__TASK ITEM__: Of all the entries below, retype only the lines from the one with "65L812 26L768 46L757" through the one with "positive clicks: (918, 231)", exactly as they appear.
*****
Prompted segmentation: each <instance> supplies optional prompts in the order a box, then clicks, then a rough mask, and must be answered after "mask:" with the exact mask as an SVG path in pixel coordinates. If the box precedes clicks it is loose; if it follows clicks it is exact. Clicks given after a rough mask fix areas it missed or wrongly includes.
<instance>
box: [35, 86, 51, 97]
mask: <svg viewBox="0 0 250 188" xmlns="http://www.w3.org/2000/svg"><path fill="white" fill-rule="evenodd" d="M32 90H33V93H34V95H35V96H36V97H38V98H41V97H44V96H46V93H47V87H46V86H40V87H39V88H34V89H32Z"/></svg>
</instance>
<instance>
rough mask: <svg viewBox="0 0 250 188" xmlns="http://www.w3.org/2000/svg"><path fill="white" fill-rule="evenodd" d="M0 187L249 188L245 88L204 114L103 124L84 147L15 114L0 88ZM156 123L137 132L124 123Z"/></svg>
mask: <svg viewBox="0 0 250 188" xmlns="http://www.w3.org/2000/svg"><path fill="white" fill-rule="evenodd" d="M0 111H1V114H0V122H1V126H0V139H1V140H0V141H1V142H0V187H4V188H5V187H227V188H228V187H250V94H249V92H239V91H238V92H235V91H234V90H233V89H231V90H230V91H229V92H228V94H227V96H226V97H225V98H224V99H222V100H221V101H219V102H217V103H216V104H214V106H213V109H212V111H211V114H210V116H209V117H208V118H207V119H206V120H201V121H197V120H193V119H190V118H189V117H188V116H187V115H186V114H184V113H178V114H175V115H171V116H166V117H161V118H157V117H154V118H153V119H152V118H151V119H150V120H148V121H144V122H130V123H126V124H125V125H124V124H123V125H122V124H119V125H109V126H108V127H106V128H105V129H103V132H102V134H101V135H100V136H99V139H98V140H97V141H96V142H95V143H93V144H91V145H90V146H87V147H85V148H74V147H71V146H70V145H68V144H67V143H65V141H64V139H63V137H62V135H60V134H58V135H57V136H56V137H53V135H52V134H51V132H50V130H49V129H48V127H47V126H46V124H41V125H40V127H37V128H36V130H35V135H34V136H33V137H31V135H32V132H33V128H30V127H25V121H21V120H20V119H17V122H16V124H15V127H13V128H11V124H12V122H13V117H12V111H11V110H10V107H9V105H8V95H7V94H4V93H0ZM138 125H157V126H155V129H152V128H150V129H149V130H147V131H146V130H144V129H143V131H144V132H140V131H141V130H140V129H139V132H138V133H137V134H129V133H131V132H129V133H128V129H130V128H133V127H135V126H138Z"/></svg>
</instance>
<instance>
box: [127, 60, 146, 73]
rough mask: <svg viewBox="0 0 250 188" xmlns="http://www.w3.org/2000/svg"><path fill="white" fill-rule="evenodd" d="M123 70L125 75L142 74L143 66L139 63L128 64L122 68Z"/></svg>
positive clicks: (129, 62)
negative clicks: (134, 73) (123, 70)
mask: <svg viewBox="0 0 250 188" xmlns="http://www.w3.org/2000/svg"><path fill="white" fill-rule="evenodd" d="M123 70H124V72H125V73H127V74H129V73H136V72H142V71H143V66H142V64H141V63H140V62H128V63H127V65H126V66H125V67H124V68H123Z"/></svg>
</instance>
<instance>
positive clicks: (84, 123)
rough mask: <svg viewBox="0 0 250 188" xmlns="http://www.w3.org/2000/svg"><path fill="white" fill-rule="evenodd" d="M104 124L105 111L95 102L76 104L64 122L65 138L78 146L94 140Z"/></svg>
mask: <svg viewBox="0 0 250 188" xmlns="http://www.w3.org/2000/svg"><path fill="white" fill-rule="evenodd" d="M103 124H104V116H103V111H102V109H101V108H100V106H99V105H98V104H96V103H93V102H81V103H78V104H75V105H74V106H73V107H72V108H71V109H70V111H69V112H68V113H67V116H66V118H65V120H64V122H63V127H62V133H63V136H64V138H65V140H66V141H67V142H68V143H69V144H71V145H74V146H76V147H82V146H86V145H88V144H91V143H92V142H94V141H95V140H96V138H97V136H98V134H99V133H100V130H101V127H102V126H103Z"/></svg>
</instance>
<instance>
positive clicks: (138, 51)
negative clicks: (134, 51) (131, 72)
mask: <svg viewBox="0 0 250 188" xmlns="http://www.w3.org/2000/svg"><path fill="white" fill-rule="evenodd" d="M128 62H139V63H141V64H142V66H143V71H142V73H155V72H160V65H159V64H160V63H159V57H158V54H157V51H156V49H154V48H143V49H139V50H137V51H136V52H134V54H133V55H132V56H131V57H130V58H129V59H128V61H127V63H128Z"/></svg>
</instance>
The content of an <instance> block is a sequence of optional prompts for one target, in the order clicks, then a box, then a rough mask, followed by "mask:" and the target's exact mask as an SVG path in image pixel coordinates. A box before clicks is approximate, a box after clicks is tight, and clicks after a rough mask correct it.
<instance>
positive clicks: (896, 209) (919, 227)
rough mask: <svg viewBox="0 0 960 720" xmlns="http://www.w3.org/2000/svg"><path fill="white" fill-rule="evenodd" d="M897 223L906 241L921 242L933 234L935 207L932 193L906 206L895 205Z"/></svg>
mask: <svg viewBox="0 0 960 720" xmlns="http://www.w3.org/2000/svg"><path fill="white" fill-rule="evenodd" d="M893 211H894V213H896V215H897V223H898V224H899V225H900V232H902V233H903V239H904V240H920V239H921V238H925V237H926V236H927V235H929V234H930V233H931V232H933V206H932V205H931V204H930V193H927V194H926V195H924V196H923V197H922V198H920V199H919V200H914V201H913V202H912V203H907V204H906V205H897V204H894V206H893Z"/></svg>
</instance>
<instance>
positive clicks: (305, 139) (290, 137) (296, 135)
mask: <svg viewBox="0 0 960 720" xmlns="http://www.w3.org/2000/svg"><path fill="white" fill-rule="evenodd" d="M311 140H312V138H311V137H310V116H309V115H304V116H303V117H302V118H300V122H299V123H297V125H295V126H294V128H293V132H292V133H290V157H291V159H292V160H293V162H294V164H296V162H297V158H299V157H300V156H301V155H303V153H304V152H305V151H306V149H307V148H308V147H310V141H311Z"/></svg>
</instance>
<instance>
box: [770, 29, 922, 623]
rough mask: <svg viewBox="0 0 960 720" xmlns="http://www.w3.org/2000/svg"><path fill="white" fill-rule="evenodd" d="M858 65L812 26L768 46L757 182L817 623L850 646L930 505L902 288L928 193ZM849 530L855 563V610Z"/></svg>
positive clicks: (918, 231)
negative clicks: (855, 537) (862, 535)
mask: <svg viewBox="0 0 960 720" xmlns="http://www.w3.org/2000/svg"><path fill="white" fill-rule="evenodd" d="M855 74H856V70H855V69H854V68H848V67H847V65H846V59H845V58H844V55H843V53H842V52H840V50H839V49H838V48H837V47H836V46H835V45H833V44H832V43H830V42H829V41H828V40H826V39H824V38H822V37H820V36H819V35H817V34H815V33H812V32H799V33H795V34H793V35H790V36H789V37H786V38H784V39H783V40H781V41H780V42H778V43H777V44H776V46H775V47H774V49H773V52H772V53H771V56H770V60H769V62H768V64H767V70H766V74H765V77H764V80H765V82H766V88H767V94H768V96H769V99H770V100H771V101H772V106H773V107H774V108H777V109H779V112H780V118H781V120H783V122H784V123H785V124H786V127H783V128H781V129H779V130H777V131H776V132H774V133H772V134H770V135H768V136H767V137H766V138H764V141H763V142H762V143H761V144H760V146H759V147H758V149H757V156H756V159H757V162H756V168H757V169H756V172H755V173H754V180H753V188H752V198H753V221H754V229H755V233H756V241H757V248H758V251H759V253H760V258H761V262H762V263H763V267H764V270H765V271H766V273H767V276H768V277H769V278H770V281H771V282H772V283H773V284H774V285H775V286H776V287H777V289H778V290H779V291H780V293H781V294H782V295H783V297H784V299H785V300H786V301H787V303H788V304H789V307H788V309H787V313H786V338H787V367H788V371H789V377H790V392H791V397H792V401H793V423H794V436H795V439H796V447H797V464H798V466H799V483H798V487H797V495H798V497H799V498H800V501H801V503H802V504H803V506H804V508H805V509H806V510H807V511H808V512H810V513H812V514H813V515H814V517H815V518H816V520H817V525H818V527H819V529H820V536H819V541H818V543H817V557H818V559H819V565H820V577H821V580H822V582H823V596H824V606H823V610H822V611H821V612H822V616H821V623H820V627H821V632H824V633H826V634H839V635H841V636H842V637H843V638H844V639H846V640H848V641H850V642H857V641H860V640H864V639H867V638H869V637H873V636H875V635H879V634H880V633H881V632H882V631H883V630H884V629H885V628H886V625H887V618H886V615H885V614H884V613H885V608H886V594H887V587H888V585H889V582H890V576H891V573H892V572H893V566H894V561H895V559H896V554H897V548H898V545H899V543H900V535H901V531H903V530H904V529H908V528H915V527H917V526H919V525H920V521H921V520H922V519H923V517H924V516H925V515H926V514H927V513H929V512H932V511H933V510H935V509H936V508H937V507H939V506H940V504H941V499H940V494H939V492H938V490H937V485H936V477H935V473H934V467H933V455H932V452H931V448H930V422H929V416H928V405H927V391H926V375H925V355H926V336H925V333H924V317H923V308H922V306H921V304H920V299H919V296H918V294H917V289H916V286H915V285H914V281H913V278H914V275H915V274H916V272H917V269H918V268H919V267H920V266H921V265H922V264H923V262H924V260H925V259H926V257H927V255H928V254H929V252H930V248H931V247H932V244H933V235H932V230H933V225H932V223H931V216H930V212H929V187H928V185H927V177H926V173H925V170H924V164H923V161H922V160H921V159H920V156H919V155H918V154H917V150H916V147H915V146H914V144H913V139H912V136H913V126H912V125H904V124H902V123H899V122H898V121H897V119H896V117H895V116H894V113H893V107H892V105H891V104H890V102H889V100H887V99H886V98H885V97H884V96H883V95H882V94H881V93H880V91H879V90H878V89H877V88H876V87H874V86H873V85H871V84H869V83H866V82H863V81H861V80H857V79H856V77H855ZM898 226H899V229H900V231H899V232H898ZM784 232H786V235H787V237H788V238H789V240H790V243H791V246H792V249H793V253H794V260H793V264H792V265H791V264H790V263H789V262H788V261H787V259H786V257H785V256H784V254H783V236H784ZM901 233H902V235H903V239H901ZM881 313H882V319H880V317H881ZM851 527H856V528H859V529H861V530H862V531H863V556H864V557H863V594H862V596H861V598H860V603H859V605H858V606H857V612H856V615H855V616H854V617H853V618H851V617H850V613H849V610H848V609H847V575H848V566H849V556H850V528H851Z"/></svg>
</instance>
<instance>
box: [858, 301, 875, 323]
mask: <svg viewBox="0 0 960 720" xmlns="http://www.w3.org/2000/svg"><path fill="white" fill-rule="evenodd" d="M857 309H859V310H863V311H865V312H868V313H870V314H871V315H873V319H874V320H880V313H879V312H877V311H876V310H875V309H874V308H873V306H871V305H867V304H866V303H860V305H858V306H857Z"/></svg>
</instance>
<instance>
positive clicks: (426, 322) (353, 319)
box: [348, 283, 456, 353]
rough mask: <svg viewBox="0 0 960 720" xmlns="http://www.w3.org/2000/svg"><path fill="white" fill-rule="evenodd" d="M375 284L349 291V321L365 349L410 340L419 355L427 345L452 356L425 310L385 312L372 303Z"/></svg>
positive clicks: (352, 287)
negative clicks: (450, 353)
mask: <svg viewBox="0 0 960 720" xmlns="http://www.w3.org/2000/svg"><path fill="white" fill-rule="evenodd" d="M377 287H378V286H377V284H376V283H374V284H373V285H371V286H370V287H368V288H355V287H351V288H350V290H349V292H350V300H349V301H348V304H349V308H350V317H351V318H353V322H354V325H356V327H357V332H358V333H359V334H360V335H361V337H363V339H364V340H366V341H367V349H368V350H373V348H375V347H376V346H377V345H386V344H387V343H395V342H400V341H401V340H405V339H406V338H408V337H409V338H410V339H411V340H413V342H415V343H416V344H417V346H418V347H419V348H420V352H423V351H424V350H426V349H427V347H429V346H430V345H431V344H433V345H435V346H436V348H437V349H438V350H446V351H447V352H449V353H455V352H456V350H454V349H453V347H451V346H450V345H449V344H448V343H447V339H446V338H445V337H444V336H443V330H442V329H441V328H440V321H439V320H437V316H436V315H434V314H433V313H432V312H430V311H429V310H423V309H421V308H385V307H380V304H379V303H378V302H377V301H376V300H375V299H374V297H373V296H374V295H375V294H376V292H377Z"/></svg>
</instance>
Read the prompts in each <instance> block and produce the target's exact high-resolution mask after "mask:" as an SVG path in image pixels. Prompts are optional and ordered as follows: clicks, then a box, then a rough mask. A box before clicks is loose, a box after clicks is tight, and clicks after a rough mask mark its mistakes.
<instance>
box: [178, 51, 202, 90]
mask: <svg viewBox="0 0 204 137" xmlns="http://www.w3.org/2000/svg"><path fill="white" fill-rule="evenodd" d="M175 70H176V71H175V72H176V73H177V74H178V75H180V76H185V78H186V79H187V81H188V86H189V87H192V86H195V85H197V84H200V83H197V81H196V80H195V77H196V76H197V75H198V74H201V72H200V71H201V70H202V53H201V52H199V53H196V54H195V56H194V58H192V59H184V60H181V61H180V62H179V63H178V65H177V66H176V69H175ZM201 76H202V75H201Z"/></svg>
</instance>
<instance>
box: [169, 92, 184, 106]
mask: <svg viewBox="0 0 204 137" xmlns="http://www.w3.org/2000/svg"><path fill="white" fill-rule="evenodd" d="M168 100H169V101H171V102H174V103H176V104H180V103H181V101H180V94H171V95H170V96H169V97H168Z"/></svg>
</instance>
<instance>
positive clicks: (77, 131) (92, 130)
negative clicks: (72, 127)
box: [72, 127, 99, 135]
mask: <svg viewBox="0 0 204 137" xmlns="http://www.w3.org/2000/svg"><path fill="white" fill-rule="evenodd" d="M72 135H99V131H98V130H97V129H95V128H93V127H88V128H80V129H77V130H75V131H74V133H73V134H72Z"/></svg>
*****
__OUTPUT__:
rough mask: <svg viewBox="0 0 960 720" xmlns="http://www.w3.org/2000/svg"><path fill="white" fill-rule="evenodd" d="M858 65L812 26L768 46L757 182L817 623L850 646L930 505L902 288L928 193ZM849 530L855 563V610Z"/></svg>
positive clicks: (918, 231)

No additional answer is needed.